[What you will do]
Turn the rows below into a numbered list, from the line that contains "For each instance of the small arched" through the final line of the rows, both ends included. Include no lines before that one, and omit blank lines.

+ + + + + + +

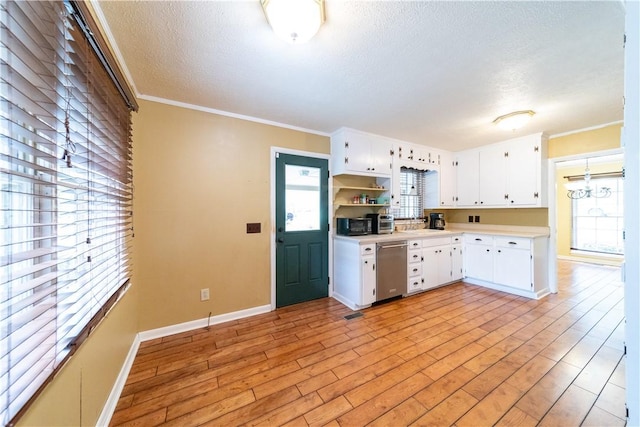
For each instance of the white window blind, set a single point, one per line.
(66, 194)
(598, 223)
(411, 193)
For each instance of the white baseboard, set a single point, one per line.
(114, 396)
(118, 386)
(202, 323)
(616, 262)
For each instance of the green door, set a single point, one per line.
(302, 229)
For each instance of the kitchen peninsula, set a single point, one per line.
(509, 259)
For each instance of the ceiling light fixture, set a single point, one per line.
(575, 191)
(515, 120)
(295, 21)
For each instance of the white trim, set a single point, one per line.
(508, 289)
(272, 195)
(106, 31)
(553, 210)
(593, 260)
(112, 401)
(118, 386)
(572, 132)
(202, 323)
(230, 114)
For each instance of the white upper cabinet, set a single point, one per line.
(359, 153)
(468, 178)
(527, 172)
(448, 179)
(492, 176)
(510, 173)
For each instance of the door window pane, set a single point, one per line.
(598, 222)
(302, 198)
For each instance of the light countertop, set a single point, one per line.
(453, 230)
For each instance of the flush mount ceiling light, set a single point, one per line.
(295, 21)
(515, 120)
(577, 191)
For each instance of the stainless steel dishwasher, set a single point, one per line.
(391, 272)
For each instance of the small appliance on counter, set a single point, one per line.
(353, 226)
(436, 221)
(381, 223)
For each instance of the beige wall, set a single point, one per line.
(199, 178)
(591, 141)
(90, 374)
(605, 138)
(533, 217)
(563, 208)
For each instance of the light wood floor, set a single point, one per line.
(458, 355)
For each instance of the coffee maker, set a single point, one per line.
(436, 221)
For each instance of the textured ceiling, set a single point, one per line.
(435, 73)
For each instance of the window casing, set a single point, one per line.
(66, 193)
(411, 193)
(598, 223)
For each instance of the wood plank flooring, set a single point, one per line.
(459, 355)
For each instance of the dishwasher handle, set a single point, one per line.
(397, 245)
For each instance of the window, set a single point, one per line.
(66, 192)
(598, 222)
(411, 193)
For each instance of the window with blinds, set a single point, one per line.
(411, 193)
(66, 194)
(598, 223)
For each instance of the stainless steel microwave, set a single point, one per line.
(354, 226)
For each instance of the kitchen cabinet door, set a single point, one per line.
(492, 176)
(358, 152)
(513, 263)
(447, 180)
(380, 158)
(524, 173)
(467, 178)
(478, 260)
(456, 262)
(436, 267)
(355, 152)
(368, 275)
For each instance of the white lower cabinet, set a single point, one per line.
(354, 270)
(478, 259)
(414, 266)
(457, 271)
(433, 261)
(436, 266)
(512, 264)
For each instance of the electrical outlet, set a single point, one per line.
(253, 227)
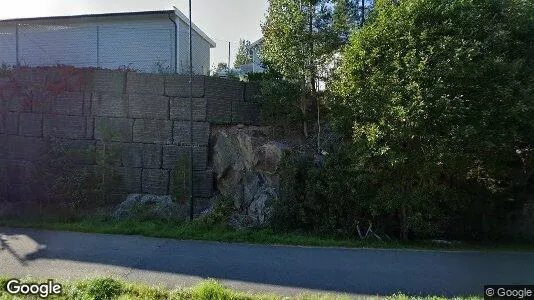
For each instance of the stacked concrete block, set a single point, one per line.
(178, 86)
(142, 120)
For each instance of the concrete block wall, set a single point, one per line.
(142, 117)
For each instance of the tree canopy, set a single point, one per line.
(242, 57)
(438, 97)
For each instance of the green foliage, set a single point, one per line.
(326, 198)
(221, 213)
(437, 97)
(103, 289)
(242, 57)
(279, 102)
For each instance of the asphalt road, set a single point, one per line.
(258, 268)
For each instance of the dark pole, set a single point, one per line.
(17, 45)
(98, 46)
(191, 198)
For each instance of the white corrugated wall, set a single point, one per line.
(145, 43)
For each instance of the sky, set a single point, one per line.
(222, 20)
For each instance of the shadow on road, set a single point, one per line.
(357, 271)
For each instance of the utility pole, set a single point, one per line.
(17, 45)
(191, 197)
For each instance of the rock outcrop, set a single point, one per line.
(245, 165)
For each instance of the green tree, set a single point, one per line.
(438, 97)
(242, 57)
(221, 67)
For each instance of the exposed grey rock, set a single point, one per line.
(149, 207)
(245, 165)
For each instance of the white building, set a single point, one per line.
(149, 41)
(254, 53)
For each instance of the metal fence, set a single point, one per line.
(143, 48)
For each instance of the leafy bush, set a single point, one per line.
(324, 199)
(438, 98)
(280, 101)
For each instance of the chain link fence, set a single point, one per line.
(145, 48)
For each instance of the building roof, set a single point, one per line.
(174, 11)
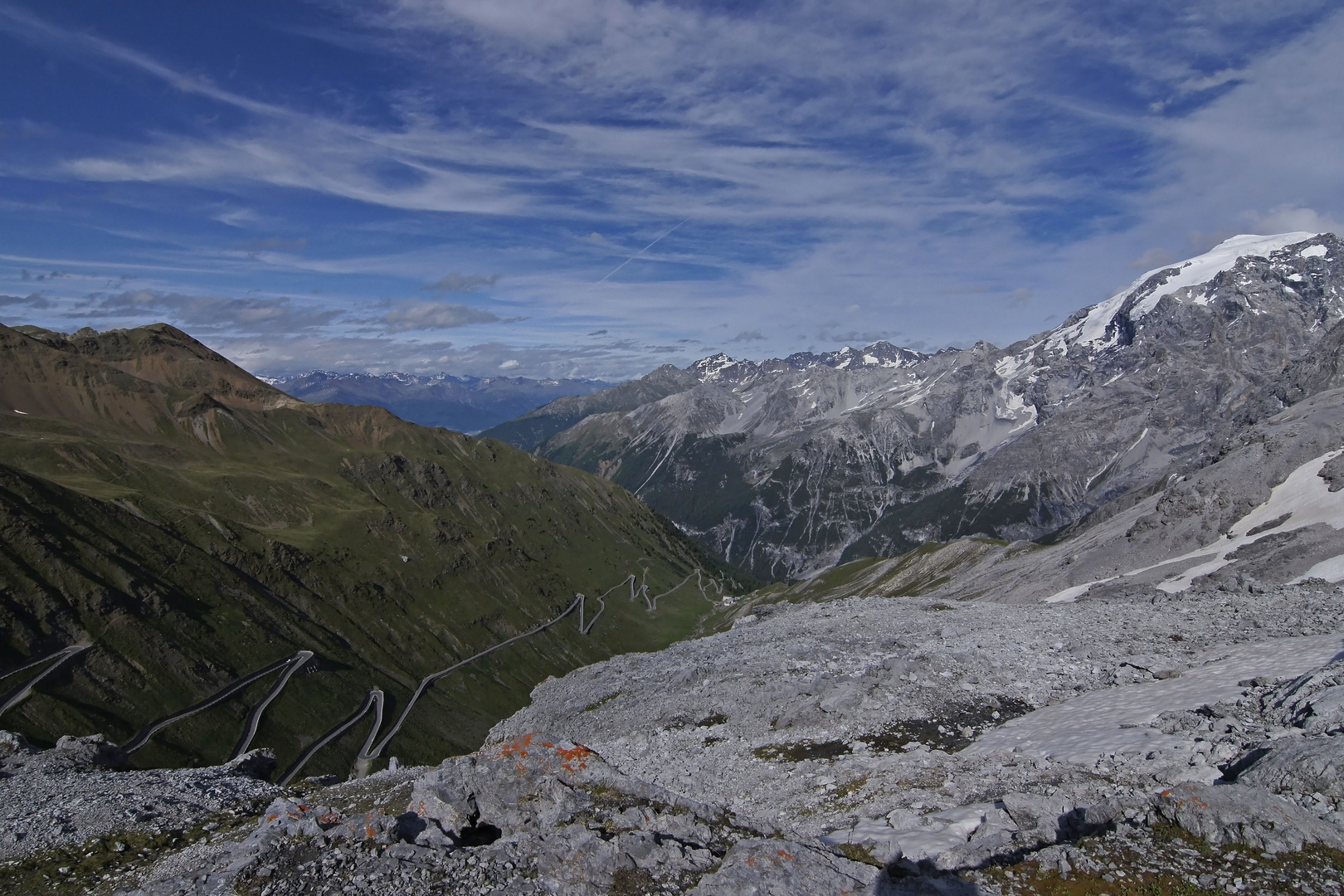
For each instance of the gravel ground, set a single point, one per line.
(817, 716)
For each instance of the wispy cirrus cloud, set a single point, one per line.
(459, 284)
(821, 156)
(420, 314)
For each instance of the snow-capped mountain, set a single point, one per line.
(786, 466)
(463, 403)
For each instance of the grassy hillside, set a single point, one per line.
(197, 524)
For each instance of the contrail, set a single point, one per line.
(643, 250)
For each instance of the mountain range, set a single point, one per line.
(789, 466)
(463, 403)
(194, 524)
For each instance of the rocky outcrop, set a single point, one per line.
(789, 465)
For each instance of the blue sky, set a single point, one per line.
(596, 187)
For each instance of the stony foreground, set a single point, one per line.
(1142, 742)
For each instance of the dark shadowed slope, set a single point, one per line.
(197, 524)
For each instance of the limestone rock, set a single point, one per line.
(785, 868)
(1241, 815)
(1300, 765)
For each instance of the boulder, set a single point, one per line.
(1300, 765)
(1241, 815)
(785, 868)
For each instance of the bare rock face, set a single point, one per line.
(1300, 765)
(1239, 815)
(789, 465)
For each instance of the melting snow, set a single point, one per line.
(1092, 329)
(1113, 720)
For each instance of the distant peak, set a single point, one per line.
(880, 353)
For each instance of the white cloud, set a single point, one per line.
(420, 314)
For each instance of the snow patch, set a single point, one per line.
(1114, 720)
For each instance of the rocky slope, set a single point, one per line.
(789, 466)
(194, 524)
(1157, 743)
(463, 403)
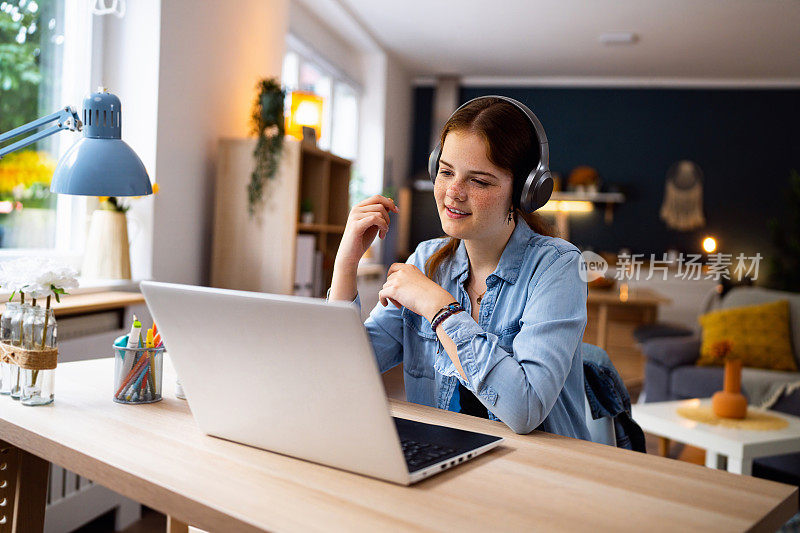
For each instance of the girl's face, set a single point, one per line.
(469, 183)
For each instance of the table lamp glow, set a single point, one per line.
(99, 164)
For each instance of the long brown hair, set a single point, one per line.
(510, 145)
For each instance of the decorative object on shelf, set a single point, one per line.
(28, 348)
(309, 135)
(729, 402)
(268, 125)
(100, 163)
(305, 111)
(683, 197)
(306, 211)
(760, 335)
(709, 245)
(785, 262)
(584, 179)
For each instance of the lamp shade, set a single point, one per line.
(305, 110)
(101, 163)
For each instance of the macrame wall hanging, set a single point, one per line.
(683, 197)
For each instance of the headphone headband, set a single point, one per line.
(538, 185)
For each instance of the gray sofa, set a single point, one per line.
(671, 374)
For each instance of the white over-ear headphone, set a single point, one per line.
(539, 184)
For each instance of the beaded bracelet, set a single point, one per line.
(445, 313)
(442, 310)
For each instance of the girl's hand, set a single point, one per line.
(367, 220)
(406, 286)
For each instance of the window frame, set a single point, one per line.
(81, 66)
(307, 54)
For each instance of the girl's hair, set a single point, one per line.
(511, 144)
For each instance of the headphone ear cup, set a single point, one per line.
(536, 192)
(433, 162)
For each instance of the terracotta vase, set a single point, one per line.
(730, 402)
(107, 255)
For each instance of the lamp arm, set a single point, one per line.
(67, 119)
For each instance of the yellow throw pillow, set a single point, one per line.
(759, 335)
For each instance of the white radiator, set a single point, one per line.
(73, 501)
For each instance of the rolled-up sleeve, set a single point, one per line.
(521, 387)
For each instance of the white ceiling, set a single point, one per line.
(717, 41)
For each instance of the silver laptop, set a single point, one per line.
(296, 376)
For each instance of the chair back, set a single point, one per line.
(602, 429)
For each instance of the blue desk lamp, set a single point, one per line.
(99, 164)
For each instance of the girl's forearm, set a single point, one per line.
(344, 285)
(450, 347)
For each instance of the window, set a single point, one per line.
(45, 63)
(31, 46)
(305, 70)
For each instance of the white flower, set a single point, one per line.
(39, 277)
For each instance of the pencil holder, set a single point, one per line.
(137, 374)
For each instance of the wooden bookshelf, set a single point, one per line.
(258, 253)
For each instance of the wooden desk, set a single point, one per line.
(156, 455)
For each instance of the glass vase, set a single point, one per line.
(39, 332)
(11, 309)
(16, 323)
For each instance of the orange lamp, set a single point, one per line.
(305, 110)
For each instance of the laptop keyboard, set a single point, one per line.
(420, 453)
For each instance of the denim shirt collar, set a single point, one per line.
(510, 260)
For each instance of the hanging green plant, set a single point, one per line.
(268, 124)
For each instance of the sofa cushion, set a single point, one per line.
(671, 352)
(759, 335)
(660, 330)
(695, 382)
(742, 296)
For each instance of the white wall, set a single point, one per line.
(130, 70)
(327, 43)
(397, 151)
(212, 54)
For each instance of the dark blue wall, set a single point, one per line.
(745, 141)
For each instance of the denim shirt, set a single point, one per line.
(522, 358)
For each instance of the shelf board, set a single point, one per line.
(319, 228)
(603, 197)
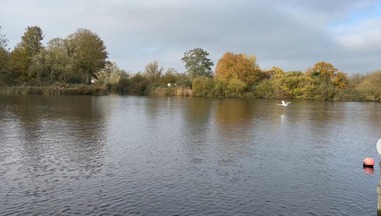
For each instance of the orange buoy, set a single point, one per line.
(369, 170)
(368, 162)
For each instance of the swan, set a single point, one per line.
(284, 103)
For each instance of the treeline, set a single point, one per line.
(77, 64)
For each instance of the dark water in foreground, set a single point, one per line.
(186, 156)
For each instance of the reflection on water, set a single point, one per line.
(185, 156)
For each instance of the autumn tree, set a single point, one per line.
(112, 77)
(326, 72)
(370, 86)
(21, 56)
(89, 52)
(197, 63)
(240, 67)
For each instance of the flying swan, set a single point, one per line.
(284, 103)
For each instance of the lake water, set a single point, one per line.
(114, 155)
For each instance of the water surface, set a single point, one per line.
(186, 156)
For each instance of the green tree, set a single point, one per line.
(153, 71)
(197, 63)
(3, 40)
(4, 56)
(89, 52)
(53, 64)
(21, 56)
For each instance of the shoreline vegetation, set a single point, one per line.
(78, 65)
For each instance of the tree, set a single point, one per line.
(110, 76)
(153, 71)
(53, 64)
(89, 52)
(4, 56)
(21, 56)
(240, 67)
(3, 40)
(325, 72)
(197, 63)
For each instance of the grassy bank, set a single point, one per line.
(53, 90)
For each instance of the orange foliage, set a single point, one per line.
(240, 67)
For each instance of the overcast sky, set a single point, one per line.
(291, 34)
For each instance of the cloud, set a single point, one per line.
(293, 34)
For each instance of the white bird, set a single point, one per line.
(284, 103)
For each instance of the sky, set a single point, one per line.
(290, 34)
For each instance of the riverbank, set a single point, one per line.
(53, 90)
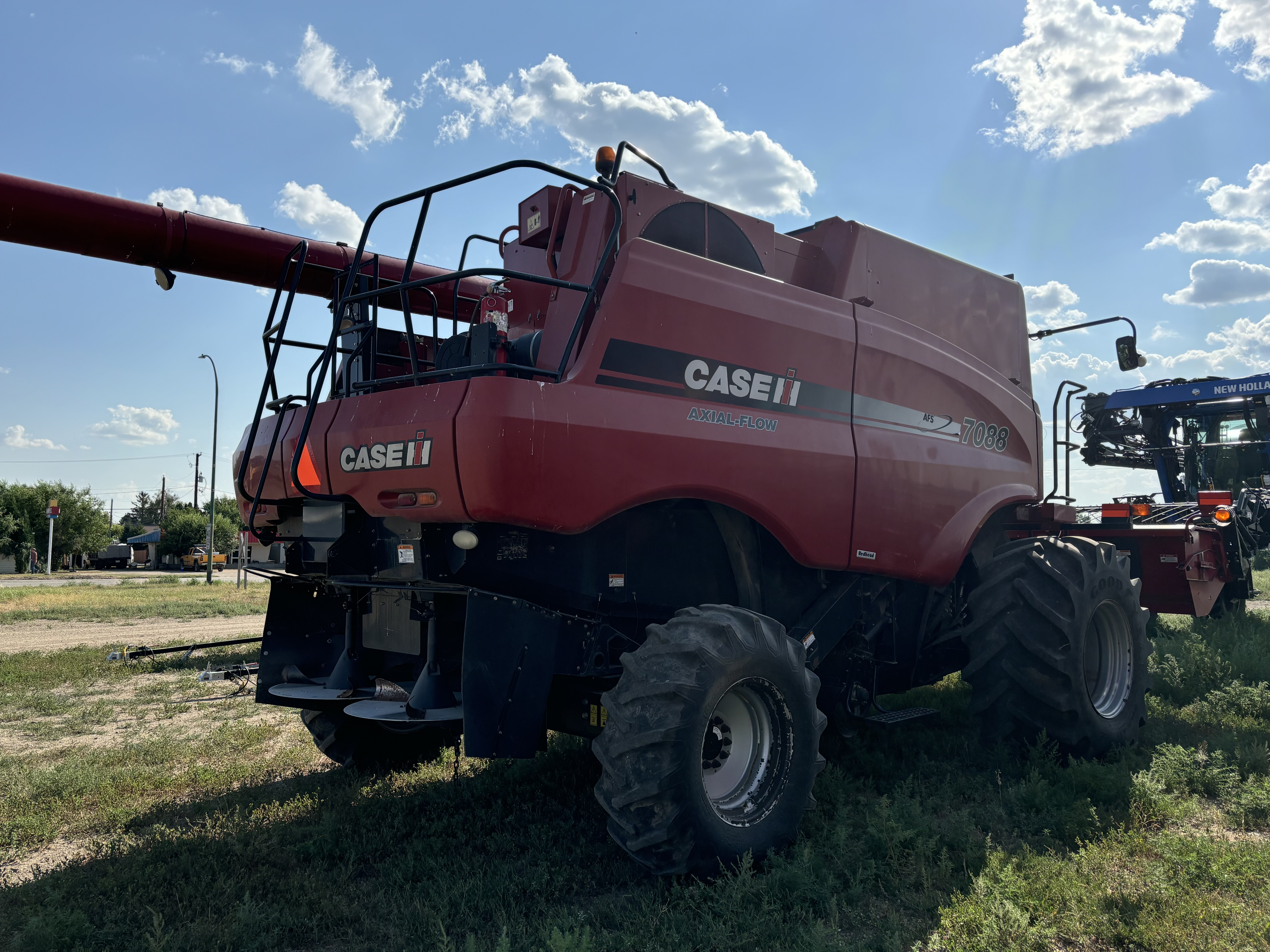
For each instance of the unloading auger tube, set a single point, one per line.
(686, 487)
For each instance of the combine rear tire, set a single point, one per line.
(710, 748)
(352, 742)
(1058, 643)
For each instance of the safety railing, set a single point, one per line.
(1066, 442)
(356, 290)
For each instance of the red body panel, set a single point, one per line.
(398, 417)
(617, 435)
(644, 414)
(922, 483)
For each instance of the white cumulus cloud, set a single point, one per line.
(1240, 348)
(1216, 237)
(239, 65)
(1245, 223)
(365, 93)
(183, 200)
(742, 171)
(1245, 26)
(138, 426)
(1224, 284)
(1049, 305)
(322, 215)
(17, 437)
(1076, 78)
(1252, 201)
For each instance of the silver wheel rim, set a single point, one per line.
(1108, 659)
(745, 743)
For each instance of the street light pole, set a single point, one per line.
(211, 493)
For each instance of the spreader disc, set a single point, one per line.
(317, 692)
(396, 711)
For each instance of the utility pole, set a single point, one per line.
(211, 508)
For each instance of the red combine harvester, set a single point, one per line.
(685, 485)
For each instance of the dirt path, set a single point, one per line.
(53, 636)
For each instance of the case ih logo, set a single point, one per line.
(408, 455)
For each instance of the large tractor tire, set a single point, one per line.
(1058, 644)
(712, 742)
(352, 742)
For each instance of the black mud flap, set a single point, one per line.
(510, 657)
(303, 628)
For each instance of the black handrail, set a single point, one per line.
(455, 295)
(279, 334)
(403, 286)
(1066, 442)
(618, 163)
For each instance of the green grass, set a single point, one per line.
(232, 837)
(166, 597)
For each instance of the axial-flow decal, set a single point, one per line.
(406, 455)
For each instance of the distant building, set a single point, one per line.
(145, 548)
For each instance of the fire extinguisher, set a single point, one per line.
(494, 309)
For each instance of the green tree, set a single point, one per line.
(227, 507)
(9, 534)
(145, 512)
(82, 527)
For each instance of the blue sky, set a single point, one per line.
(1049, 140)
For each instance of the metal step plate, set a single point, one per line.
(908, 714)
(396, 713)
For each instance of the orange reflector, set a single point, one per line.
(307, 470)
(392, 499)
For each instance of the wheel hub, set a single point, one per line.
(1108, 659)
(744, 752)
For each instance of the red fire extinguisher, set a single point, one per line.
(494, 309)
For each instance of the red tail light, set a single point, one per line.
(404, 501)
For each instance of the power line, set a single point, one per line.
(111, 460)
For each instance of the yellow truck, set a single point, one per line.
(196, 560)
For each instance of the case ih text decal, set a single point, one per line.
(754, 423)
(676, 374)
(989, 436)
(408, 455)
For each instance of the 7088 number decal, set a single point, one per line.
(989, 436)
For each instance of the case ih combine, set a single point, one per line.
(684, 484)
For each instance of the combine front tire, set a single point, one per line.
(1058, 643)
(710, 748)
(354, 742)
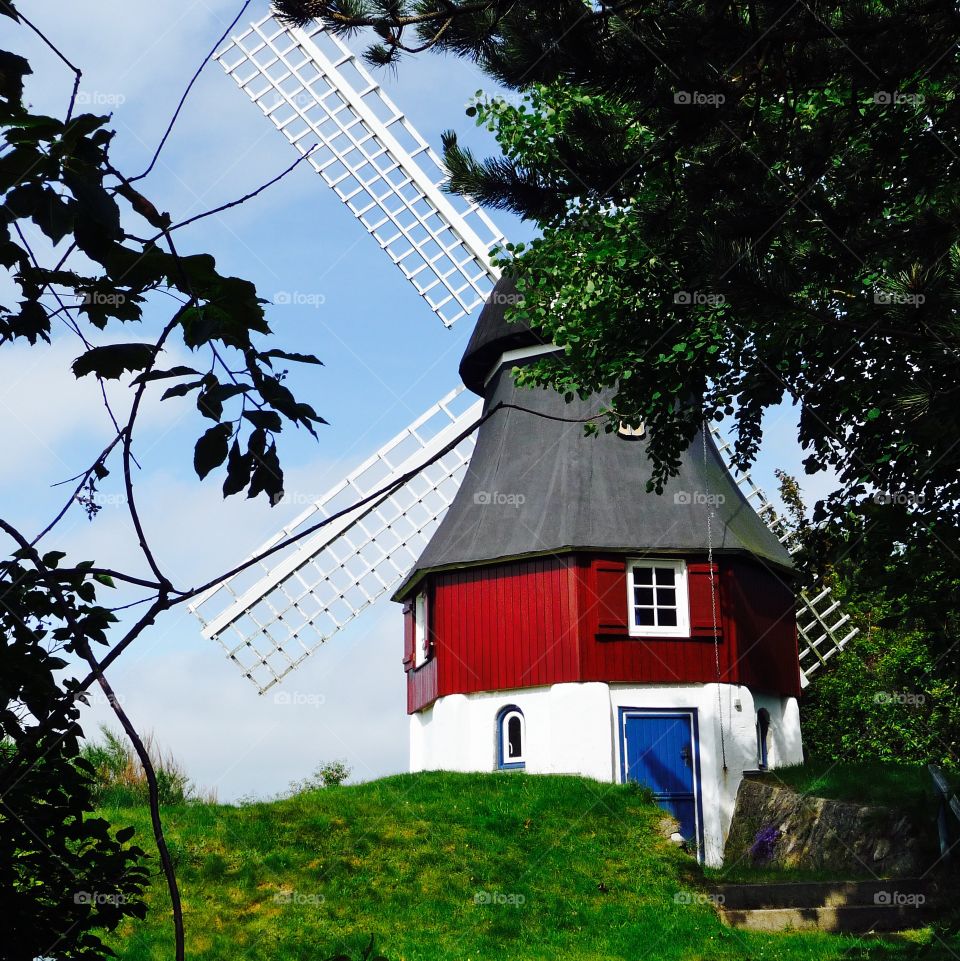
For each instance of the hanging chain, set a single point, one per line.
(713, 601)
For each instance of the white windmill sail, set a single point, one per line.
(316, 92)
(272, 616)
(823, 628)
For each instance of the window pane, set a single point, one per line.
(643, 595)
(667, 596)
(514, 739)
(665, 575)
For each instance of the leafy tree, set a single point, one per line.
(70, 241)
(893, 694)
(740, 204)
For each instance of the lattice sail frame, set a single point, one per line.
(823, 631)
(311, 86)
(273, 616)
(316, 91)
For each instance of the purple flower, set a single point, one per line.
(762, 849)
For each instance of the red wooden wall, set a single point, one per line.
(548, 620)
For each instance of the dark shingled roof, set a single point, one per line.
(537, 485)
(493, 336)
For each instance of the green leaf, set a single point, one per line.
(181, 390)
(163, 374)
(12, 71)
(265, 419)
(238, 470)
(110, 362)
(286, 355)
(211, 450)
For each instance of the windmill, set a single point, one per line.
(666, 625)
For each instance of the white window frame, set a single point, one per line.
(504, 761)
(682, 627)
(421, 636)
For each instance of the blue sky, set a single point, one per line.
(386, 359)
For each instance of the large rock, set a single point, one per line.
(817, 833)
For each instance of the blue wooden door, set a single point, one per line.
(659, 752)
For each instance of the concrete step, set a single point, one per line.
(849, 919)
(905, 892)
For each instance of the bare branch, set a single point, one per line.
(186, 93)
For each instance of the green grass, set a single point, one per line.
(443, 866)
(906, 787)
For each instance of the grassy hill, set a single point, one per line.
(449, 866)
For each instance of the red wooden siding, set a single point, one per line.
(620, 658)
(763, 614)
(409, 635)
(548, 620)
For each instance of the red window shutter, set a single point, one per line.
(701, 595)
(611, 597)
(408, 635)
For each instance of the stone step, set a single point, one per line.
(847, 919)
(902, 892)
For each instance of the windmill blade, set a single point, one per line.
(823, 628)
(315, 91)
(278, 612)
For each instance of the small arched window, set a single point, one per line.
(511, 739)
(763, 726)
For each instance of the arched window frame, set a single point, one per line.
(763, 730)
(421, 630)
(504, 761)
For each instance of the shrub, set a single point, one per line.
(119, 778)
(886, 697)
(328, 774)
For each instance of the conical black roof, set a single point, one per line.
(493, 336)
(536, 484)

+ + + + + + +

[Completed exercise]
1. For each instance of the small arched window, set a single point, one per line.
2. (511, 739)
3. (763, 726)
4. For each instance of the arched window frame, set a single point, one per line.
5. (763, 730)
6. (421, 630)
7. (504, 761)
8. For each instance of the shrub, set a single point, one per line.
9. (119, 778)
10. (886, 697)
11. (328, 774)
12. For each instance of the conical black roof, set a single point, one per line.
13. (493, 336)
14. (536, 484)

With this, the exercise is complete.